Action item: Each record beneath this line should be returned exactly as it is.

Input data: Begin

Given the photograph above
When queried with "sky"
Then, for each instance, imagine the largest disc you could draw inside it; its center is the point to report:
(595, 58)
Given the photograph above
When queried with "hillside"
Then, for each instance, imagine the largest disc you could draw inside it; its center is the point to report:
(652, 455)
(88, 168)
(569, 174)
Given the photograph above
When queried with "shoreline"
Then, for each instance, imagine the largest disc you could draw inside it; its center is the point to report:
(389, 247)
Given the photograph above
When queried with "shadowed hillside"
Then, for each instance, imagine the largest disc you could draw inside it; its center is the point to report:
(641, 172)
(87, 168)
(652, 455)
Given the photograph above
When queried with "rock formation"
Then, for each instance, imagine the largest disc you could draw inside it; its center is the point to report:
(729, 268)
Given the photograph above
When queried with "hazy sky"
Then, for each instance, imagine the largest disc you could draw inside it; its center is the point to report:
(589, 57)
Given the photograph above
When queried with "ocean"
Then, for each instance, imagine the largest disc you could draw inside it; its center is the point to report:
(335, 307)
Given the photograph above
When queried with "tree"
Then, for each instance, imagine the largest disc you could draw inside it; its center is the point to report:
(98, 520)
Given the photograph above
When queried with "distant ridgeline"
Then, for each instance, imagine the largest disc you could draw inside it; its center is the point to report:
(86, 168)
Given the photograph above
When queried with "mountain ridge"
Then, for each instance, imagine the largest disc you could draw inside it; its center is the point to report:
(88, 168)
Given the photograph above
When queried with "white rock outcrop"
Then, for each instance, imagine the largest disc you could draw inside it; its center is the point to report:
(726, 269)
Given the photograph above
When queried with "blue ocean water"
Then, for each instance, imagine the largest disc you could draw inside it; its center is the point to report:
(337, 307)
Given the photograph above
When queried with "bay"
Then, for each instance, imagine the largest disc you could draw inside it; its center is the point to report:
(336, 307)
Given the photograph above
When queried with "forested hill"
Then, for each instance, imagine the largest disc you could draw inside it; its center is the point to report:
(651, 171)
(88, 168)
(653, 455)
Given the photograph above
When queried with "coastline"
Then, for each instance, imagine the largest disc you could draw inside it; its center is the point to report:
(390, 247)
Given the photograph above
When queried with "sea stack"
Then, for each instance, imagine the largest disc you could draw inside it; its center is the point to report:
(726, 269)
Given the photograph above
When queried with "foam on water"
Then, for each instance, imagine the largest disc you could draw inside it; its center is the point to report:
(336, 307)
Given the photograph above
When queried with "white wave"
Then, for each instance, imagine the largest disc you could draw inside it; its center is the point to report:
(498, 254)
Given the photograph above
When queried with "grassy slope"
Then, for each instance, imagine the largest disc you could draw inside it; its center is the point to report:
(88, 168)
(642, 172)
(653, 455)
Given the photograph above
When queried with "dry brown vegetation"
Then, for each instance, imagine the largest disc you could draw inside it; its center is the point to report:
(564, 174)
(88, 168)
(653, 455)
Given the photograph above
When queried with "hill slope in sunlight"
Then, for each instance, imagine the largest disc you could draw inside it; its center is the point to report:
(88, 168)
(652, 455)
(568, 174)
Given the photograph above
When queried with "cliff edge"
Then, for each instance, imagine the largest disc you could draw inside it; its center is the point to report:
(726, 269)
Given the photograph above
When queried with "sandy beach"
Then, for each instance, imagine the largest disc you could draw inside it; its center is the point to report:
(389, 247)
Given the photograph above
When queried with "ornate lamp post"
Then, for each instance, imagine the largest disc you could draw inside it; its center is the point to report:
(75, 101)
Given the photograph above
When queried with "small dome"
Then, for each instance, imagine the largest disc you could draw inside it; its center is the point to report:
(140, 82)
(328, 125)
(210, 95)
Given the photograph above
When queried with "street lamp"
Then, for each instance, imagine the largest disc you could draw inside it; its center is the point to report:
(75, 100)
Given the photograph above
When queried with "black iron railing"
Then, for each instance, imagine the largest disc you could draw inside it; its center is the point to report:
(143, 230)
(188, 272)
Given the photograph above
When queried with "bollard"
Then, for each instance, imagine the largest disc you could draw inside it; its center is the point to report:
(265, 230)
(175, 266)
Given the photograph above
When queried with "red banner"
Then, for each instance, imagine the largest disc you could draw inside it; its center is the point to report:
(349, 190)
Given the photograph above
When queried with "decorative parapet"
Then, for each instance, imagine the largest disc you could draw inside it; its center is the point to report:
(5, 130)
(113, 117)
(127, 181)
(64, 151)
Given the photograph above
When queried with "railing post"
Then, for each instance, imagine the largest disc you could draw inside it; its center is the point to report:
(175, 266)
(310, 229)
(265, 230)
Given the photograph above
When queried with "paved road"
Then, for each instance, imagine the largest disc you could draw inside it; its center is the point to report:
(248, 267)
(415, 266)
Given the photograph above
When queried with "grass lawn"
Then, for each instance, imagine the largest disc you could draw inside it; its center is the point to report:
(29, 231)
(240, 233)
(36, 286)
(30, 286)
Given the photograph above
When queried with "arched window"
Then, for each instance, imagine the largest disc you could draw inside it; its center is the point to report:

Input data: End

Response to this exercise:
Given the photograph above
When queried with "sky"
Then, for each instance, imagine the largest disc you could draw inside it; its center is the point to report:
(595, 58)
Given the photograph above
When queried with "hillside"
Then, for each instance, imagine the largest disc you could draw inside it; its center is the point to report:
(652, 455)
(88, 168)
(569, 174)
Given the photograph above
When queried with "shoreline"
Then, for each instance, imagine the largest disc you could draw inside it; its center is the point to report:
(389, 247)
Given the photograph above
When queried with "shadowed hillside"
Then, for each instance, imagine the largest disc you could draw inside it; its center is the point to report:
(641, 172)
(87, 168)
(652, 455)
Given the photograph above
When queried with "rock formation"
Then, for each instance, imagine the largest disc you could draw inside it; its center is the point to report:
(729, 268)
Given the photograph above
When queried with "hazy sky"
Then, for each instance, imagine the largest disc you could draw inside it; its center is the point to report:
(589, 57)
Given the photograph above
When queried with "ocean"
Then, for each instance, imagine the largest disc you could draw inside it; its center is the point to report:
(335, 307)
Given the photograph above
When queried with "tree"
Then, for each instance, imagine the largest disc you could draw inside it; its center is the point to report:
(98, 520)
Given the photograph above
When queried with "distant ridgeline"
Then, for each instance, imagine the largest disc you could draw inside it; its center is the point to report:
(86, 168)
Given the photograph above
When queried with "mountain ridge"
Then, for each instance, imagine the largest disc you could draw inside it; its center is the point to report:
(88, 168)
Given the photograph above
When queried with "white rock outcrop"
Then, for each instance, imagine the largest disc you could draw inside it; its center is the point to report:
(726, 269)
Given the photograph above
When queried with "blue ocean water"
Then, for each instance, imagine the largest disc you could draw inside it; its center is the point to report:
(337, 307)
Given the photograph above
When queried with "bay"
Then, for each instance, imagine the largest disc you could draw inside it; its center is the point to report:
(336, 307)
Given the photograph above
When queried with "forested hill"
Then, for each instance, imagine the largest disc you could draw inside it; its center is the point to report:
(651, 171)
(88, 168)
(653, 455)
Given the photograph above
When queried with "coastline"
Then, for each instance, imagine the largest disc you could draw inside it; its center is the point to report:
(390, 247)
Given the photograph above
When queried with "sea stack"
Then, for each instance, imagine the largest disc you could draw inside it; its center is the point to report:
(726, 269)
Given the photograph above
When queried with "foam on water"
Then, for each instance, imagine the largest disc you could draw inside it; its center is the point to report:
(336, 307)
Given the photograph above
When queried with "white wave"
Then, for each instance, imagine the largest disc you could draw inside it; its center is the point to report:
(498, 254)
Given the photograph above
When queried with "grassy slope"
Then, for each instance, imagine the largest disc you could draw inside it; its center is the point to report:
(88, 168)
(642, 172)
(653, 455)
Given the photograph above
When queried with "dry brown vegetation"
Then, for each instance, imagine the largest disc you could draw inside it; its center is the point to report:
(564, 174)
(88, 168)
(653, 455)
Given the photograph above
When queried with "hill slope in sunlight"
Then, for each instance, imagine the largest disc you could draw inside it; its center is the point to report:
(88, 168)
(652, 455)
(568, 174)
Given the photograph above
When queried with "cliff edge"
Then, for each instance, imagine the largest disc you could draw inside it; its center is the point to report:
(726, 269)
Given the photograph above
When queried with "sandy beach"
Then, for each instance, imagine the largest disc you could draw inside it; its center is the point to report:
(389, 247)
Given the photograph above
When queried with "ornate lamp post"
Then, for each instance, imagine the largest disc you could draw inside it; its center is the point to report:
(75, 101)
Given the photograph above
When queried with "small dome"
Then, for each instance, imagine the largest disc you could draw inside it; its center is the point to report:
(140, 82)
(328, 125)
(210, 95)
Given the photograph above
When queried with "street lamp"
Then, for each instance, imagine the largest disc you could draw inside it; its center is the point to report:
(75, 100)
Given the photograph above
When queried with "black iron railing"
Then, for each instance, imagine the largest disc you could draw inside it; its center is the point to report:
(143, 230)
(188, 272)
Given the photograph above
When queried with "bollard"
Then, for each instance, imagine the largest disc you could draw inside it; its center is the point to report:
(265, 230)
(175, 266)
Given the photograph above
When queried with "red banner"
Then, for each instance, imagine the largest disc you could draw inside it; its center is the point to report:
(349, 190)
Given the photograph above
When queried with "decorative parapet"
Then, for each instance, imagine the largest disc you could draw inside it; its center is the point to report:
(5, 130)
(113, 117)
(127, 181)
(64, 151)
Given the photograph above
When queried with "railing post"
Then, for each instance, imagine the largest disc you could draw inside it; its center is the point to report:
(175, 266)
(310, 229)
(265, 230)
Given the photograph above
When queried with "paved road"
Then, for each instance, imagine the largest disc you could draw inside it; its center is the point to report:
(248, 267)
(415, 266)
Given the photograph above
When queried with "grass lawn"
Then, for each instance, imagine the largest disc you could draw inside it; its center is the point to report:
(29, 231)
(240, 233)
(36, 286)
(30, 286)
Given the photograph above
When queried with "arched window"
Then, for each instance, imagine the largest disc you could draw inside it; its center is the point to report:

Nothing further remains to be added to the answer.